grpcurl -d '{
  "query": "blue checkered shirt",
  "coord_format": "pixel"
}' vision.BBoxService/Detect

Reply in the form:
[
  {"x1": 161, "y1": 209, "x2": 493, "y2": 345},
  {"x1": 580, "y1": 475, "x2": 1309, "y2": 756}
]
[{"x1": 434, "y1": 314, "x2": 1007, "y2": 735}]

=-=-=

• **WRITTEN REQUEST**:
Recast every line of the material above as a numbered list, leaving out the blank lines.

• **RESPONSE TO THE EXERCISE**:
1. grpcurl -d '{
2.   "query": "blue checkered shirt",
3.   "coord_format": "pixel"
4. }' vision.BBoxService/Detect
5. Reply in the form:
6. [
7.   {"x1": 161, "y1": 209, "x2": 493, "y2": 345},
8.   {"x1": 580, "y1": 475, "x2": 1309, "y2": 756}
9. ]
10. [{"x1": 434, "y1": 314, "x2": 1007, "y2": 735}]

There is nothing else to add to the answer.